__DIRECTION__. Could you copy out these rows again, changing every "Kindly" to "Please" and leaving everything else as is, but without the pictures?

——————

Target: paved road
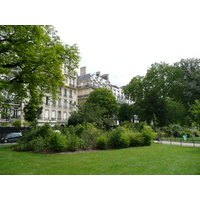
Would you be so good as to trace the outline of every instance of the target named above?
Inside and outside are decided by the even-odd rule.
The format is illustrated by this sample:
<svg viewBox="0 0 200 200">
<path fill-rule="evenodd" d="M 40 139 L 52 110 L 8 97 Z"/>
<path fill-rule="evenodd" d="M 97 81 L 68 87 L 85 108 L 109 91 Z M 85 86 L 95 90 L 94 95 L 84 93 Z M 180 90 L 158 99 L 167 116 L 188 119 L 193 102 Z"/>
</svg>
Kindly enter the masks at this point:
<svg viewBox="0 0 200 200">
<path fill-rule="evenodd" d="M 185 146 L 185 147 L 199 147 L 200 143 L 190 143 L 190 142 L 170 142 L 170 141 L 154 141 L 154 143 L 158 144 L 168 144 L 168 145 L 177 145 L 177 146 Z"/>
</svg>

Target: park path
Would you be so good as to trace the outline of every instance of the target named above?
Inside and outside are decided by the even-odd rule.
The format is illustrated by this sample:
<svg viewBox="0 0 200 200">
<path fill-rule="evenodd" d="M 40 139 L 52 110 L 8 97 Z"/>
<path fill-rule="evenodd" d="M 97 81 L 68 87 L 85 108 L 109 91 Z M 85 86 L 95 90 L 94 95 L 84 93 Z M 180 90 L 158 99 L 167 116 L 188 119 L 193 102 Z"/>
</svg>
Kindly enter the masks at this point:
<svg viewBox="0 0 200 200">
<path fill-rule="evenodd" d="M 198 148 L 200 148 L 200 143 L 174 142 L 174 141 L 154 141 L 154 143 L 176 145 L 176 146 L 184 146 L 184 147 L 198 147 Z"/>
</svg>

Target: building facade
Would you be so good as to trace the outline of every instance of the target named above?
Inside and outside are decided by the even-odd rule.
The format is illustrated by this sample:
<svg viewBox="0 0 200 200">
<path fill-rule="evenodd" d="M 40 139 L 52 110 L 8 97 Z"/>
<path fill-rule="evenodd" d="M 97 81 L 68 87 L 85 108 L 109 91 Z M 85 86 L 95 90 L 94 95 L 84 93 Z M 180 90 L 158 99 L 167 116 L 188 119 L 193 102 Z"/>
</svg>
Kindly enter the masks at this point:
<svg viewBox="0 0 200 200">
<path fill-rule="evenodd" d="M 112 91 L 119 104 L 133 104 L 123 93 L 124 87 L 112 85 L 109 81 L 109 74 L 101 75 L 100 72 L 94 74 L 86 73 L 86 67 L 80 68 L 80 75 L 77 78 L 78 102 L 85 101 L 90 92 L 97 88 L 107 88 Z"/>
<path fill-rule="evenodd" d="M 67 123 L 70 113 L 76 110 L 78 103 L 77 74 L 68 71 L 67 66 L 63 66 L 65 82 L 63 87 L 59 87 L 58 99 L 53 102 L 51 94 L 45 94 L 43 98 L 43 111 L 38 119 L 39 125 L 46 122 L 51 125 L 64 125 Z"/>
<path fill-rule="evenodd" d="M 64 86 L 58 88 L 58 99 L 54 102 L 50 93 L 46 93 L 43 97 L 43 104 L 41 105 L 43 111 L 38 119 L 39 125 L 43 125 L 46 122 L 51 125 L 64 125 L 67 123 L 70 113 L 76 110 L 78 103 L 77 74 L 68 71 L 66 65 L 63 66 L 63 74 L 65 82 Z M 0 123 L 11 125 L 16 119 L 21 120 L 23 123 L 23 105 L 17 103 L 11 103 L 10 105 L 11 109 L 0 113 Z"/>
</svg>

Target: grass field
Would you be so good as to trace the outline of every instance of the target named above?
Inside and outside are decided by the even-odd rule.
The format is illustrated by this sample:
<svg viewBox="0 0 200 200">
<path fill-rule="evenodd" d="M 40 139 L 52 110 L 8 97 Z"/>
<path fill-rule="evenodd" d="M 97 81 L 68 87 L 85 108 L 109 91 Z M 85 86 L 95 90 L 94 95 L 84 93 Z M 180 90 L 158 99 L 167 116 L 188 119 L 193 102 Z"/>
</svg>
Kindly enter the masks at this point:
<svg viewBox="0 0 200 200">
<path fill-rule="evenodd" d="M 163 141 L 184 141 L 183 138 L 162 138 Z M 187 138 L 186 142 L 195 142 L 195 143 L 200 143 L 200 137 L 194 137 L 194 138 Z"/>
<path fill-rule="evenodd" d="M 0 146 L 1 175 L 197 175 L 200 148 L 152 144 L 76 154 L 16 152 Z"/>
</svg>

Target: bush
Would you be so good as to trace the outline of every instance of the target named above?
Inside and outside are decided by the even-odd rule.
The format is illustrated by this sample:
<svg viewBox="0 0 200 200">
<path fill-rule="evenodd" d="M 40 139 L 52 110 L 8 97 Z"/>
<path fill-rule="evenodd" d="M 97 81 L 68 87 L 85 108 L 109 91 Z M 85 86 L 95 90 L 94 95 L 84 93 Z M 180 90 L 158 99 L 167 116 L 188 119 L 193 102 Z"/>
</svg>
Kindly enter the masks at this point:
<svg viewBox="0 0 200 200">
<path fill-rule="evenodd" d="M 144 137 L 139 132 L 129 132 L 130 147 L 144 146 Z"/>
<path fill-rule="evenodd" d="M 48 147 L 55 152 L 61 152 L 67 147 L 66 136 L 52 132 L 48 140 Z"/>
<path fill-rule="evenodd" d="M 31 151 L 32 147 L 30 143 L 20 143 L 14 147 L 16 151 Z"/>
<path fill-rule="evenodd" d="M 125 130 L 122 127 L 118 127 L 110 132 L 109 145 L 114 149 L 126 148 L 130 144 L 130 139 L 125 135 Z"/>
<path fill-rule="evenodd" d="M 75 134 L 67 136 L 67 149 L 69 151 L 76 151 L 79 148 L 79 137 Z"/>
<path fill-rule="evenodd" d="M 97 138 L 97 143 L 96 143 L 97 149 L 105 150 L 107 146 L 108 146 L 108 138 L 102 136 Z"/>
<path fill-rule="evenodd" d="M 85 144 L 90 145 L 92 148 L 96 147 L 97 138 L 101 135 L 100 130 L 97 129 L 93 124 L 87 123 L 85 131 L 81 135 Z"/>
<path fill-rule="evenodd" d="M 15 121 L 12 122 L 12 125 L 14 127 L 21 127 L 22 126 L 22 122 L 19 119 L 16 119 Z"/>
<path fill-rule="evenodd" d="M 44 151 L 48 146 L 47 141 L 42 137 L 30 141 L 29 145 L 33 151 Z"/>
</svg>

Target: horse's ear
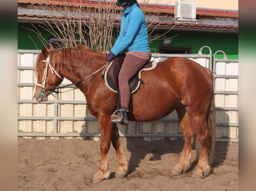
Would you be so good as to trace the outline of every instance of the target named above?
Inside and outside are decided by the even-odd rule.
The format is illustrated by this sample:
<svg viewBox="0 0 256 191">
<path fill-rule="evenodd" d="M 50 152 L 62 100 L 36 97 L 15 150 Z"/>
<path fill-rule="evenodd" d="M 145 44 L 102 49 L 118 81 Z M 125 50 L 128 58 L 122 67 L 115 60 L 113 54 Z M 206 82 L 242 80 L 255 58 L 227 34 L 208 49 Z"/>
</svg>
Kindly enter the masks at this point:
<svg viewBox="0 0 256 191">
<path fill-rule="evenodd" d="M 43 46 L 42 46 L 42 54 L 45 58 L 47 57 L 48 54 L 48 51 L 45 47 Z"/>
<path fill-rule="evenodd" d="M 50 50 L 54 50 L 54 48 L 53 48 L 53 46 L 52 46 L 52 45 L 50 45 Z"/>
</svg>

——————

__PROBLEM SOLUTION__.
Target: paved road
Would you be so good as to trace the outline of every instance of the target named above?
Inside and outside are decided by the even-odd rule.
The format is illustrated by this sample:
<svg viewBox="0 0 200 200">
<path fill-rule="evenodd" d="M 40 139 L 52 110 L 8 97 Z"/>
<path fill-rule="evenodd" d="M 97 81 L 68 87 L 85 108 L 109 91 Z M 85 86 L 95 90 L 94 95 L 84 93 Z M 180 90 L 158 99 L 167 116 L 188 119 L 193 102 Z"/>
</svg>
Please enter the masks at this point:
<svg viewBox="0 0 200 200">
<path fill-rule="evenodd" d="M 185 146 L 185 147 L 199 147 L 200 143 L 190 143 L 190 142 L 170 142 L 170 141 L 154 141 L 154 143 L 158 144 L 168 144 L 168 145 L 177 145 L 177 146 Z"/>
</svg>

Target: park path
Would you be so good as to trace the outline of every instance of the target named above?
Inside and outside are decided by the even-odd rule.
The format is illustrated by this sample:
<svg viewBox="0 0 200 200">
<path fill-rule="evenodd" d="M 40 139 L 52 110 L 8 97 Z"/>
<path fill-rule="evenodd" d="M 97 81 L 68 87 L 85 108 L 109 91 Z M 85 86 L 95 90 L 94 95 L 84 93 Z M 180 90 L 158 99 L 167 116 L 188 119 L 193 102 Z"/>
</svg>
Please enter the masks at this point:
<svg viewBox="0 0 200 200">
<path fill-rule="evenodd" d="M 198 148 L 200 148 L 200 143 L 174 142 L 174 141 L 154 141 L 154 143 L 176 145 L 176 146 L 184 146 L 184 147 L 198 147 Z"/>
</svg>

Target: building facade
Would you be so good as to trace the outline of every instance of the target named above?
Inside and outside are decided by the even-odd rule.
The format is illustrated by this sample:
<svg viewBox="0 0 200 200">
<path fill-rule="evenodd" d="M 40 139 L 52 110 L 8 97 Z"/>
<path fill-rule="evenodd" d="M 97 81 L 68 87 L 85 108 L 109 91 Z M 85 86 L 95 90 L 94 95 L 84 93 Z M 180 90 L 158 99 L 167 116 L 188 119 L 193 102 Z"/>
</svg>
Please enter the masks at this point:
<svg viewBox="0 0 200 200">
<path fill-rule="evenodd" d="M 112 91 L 119 104 L 133 104 L 123 93 L 124 87 L 112 85 L 109 81 L 109 74 L 101 75 L 100 72 L 94 74 L 86 73 L 86 67 L 80 68 L 80 75 L 77 78 L 78 102 L 85 101 L 90 92 L 97 88 L 107 88 Z"/>
<path fill-rule="evenodd" d="M 67 123 L 70 113 L 76 110 L 78 103 L 77 74 L 68 71 L 67 66 L 63 66 L 65 82 L 63 87 L 59 87 L 58 99 L 53 102 L 51 94 L 45 94 L 43 98 L 43 111 L 38 119 L 39 125 L 46 122 L 51 125 L 64 125 Z"/>
<path fill-rule="evenodd" d="M 64 86 L 58 88 L 58 99 L 54 102 L 50 93 L 46 93 L 43 97 L 43 104 L 41 105 L 43 111 L 38 119 L 39 125 L 43 125 L 46 122 L 51 125 L 64 125 L 67 123 L 70 113 L 76 110 L 78 103 L 77 74 L 68 71 L 66 65 L 63 66 L 63 74 L 65 82 Z M 0 123 L 11 125 L 16 119 L 21 120 L 23 123 L 23 105 L 17 103 L 11 103 L 10 105 L 11 109 L 0 113 Z"/>
</svg>

Target: grass field
Would you be so good as to trace the outline of every instance of the target named above?
Inside and outside are decided by the even-odd rule.
The format is illustrated by this sample:
<svg viewBox="0 0 200 200">
<path fill-rule="evenodd" d="M 40 139 L 52 110 L 8 97 Z"/>
<path fill-rule="evenodd" d="M 97 81 L 68 87 L 85 108 L 109 91 Z M 85 86 L 95 90 L 94 95 L 84 93 Z M 180 90 L 158 99 L 167 116 L 188 119 L 193 102 Z"/>
</svg>
Please enter the masks at this point:
<svg viewBox="0 0 200 200">
<path fill-rule="evenodd" d="M 163 141 L 184 141 L 183 138 L 162 138 Z M 187 138 L 186 142 L 195 142 L 195 143 L 200 143 L 200 137 L 194 137 L 194 138 Z"/>
<path fill-rule="evenodd" d="M 0 146 L 1 175 L 197 175 L 200 148 L 152 144 L 76 154 L 16 152 Z"/>
</svg>

Target: bush
Would you be so good as to trace the outline of every instance of the target named above?
Inside and outside are decided by the even-odd rule.
The format is illustrated by this sample:
<svg viewBox="0 0 200 200">
<path fill-rule="evenodd" d="M 40 139 L 52 110 L 8 97 Z"/>
<path fill-rule="evenodd" d="M 97 81 L 68 87 L 85 108 L 109 91 Z M 85 86 L 95 90 L 94 95 L 84 93 Z M 180 90 L 158 99 L 167 116 L 188 119 L 193 102 Z"/>
</svg>
Please enter the masks at this point:
<svg viewBox="0 0 200 200">
<path fill-rule="evenodd" d="M 144 137 L 139 132 L 129 132 L 130 147 L 144 146 Z"/>
<path fill-rule="evenodd" d="M 48 147 L 55 152 L 61 152 L 67 147 L 66 136 L 52 132 L 48 140 Z"/>
<path fill-rule="evenodd" d="M 31 151 L 32 147 L 30 143 L 20 143 L 14 147 L 16 151 Z"/>
<path fill-rule="evenodd" d="M 125 130 L 122 127 L 118 127 L 110 132 L 109 145 L 114 149 L 126 148 L 130 144 L 130 139 L 125 135 Z"/>
<path fill-rule="evenodd" d="M 75 134 L 67 136 L 67 149 L 69 151 L 76 151 L 79 148 L 79 137 Z"/>
<path fill-rule="evenodd" d="M 97 138 L 97 143 L 96 143 L 97 149 L 105 150 L 107 146 L 108 146 L 108 138 L 102 136 Z"/>
<path fill-rule="evenodd" d="M 85 144 L 90 145 L 92 148 L 96 147 L 97 138 L 101 135 L 100 130 L 97 129 L 93 124 L 87 123 L 85 131 L 81 135 Z"/>
<path fill-rule="evenodd" d="M 15 121 L 12 122 L 12 125 L 14 127 L 21 127 L 22 126 L 22 122 L 19 119 L 16 119 Z"/>
<path fill-rule="evenodd" d="M 44 151 L 48 146 L 47 141 L 42 137 L 30 141 L 29 145 L 33 151 Z"/>
</svg>

Target: horse's ear
Would you be so good as to trace the outline of every instance of the target named above?
Inside and outside are decided by the even-odd rule.
The format is illustrated by this sample:
<svg viewBox="0 0 256 191">
<path fill-rule="evenodd" d="M 50 152 L 62 100 L 36 97 L 15 150 Z"/>
<path fill-rule="evenodd" d="M 145 44 L 102 49 L 118 81 Z M 125 50 L 128 58 L 122 67 L 115 60 L 113 54 Z M 206 82 L 242 80 L 255 58 L 227 34 L 208 49 Z"/>
</svg>
Please enter the masks at this point:
<svg viewBox="0 0 256 191">
<path fill-rule="evenodd" d="M 43 46 L 42 46 L 42 54 L 45 58 L 47 57 L 48 54 L 48 51 L 45 47 Z"/>
<path fill-rule="evenodd" d="M 50 50 L 54 50 L 54 48 L 53 48 L 53 46 L 52 46 L 52 45 L 50 45 Z"/>
</svg>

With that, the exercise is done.